A Conversation with Alain Ducasse PART TWO

In October 2006, food communities from around the world (representing about 130 different countries) will return to Turin for the second edition of Terra Madre, along with new participants.
The new feature of Terra Madre 2006 will be that the small farmers, fishermen, nomads and producers will be joined by around 1,000 chefs and cooks of all nationalities, together with representatives of a hundred or so universities from around the world (the total number of people attending will be between 6,000 and 8,000). Academic culture and cooking will meet food-producing communities. They will form alliances, discuss, exchange experience and knowledge. In particular, chefs and cooks will be confirming their essential relationship with those who produce their raw materials. They will each adopt one or more products from the Terra Madre communities and include it as a permanent item on their menus. These chefs and cooks represent the whole range of activity: from cooking for a household or community, cooking in a simple traditional restaurant, through to top chefs of international renown. Many big names have already enthusiastically confirmed they will be present, so this first Dialogue leading up to 2006 will feature one of them: Alain Ducasse, a world star of the kitchen.

C.P.: You will agree with me that it is crazy to transport products from one side of the world to the other. It is an unsustainable practice because the pointless transport causes pollution, while inflicting economic injustices on the poorest producers.

WHAT IS ASKED:
A. In the Terra Madre passage, reproduce the text from "C.P.: You will" up to and including "the poorest producers.".
B. Translate this sentence from the Terra Madre passage into Spanish: "Academic culture and cooking will meet food-producing communities."

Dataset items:
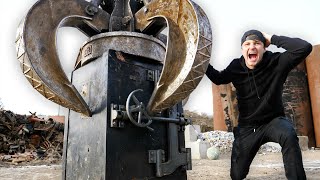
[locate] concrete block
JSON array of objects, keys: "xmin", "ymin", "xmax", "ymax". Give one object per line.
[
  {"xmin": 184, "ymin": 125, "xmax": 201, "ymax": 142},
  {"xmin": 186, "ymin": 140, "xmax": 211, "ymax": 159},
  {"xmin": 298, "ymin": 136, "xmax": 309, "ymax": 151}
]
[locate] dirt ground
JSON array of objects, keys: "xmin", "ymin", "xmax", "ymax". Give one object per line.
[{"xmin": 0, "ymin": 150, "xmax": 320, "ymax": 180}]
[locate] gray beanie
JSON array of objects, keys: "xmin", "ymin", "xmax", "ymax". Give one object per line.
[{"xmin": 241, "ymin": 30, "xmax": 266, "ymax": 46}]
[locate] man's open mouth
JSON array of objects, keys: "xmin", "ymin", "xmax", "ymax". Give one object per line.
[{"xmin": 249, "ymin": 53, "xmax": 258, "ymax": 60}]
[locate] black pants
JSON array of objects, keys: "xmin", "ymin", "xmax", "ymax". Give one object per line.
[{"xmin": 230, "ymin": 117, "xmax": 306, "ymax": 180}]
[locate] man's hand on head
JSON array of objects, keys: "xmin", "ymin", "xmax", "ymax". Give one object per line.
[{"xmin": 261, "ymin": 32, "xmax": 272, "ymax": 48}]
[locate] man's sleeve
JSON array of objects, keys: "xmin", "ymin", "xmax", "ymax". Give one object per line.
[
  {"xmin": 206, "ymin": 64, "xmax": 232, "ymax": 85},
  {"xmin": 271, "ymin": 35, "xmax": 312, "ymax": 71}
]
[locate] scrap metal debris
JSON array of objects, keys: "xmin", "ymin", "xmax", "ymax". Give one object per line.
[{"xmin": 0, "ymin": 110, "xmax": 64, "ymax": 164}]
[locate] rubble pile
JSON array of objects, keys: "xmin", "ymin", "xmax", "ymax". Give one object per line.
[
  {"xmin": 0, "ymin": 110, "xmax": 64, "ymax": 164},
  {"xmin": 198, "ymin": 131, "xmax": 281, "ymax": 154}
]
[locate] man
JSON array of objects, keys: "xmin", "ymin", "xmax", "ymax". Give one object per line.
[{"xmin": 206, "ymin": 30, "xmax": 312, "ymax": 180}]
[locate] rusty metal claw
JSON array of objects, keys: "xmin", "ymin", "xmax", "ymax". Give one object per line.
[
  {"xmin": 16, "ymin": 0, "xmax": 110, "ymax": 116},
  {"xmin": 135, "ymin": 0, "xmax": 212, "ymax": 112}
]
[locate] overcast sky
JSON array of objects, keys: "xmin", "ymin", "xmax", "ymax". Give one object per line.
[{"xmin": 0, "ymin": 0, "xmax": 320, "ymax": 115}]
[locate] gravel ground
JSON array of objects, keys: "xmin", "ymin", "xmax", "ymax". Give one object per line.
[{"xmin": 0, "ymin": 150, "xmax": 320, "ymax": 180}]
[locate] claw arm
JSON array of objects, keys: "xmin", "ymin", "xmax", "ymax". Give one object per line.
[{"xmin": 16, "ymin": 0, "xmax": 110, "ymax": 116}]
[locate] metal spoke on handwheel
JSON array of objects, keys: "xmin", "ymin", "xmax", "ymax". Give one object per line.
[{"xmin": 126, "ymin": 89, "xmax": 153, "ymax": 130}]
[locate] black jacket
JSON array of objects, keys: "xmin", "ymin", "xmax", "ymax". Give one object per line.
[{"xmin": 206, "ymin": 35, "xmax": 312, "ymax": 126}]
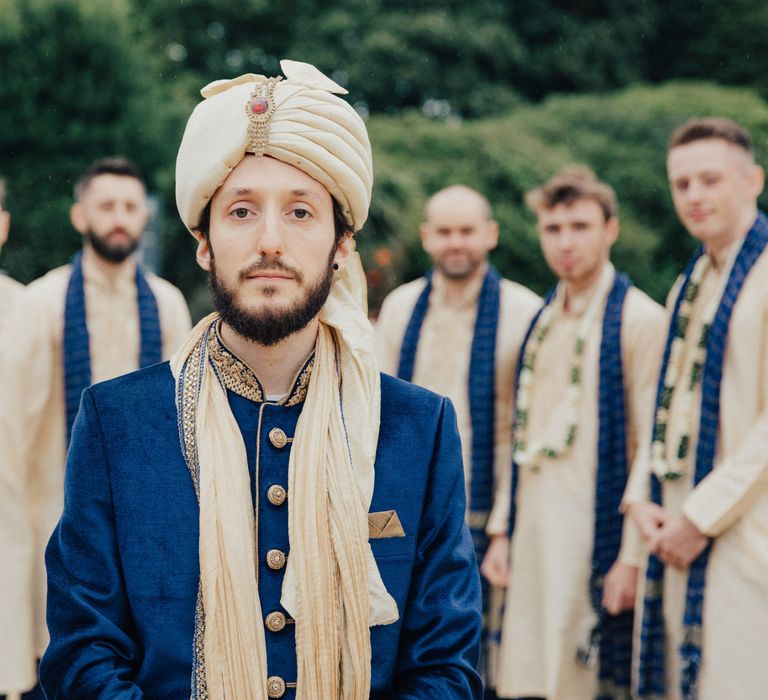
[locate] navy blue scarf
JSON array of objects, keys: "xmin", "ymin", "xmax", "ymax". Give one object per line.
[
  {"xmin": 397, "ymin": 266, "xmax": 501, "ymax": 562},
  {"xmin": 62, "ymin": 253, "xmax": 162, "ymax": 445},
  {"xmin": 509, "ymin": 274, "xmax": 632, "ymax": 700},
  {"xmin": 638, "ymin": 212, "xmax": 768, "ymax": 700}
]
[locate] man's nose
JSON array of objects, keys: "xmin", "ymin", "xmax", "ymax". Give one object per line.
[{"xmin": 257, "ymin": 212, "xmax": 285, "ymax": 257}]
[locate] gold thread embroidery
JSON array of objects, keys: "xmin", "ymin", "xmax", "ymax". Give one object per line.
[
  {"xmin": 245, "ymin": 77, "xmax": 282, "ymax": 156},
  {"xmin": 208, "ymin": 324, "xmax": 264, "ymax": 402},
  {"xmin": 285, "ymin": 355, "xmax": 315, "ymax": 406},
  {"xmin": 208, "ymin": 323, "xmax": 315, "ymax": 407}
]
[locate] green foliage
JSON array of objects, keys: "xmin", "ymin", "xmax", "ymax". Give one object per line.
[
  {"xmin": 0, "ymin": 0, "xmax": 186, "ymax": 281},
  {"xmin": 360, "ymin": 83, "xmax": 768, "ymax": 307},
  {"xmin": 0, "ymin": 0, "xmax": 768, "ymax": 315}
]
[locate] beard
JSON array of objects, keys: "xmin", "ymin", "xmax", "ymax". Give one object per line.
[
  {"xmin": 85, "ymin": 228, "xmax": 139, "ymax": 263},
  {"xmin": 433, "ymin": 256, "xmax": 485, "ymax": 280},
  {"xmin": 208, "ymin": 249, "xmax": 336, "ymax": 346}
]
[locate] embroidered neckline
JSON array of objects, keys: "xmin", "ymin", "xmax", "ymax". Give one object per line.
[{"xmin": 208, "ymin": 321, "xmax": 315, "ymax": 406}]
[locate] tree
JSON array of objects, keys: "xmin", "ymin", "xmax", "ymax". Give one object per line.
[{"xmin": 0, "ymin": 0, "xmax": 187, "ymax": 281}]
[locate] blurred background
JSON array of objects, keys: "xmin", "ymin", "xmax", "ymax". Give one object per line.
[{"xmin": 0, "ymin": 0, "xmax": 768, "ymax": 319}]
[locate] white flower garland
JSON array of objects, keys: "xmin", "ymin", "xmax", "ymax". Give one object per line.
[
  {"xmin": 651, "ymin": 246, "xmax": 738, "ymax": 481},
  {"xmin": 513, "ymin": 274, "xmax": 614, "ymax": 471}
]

ANSWERS BY TASK:
A.
C.P.: You will agree with me that it is crazy to transport products from one side of the world to the other. It is an unsustainable practice because the pointless transport causes pollution, while inflicting economic injustices on the poorest producers.

B. La cultura académica y la cocina se encontrarán con las comunidades productoras de alimentos.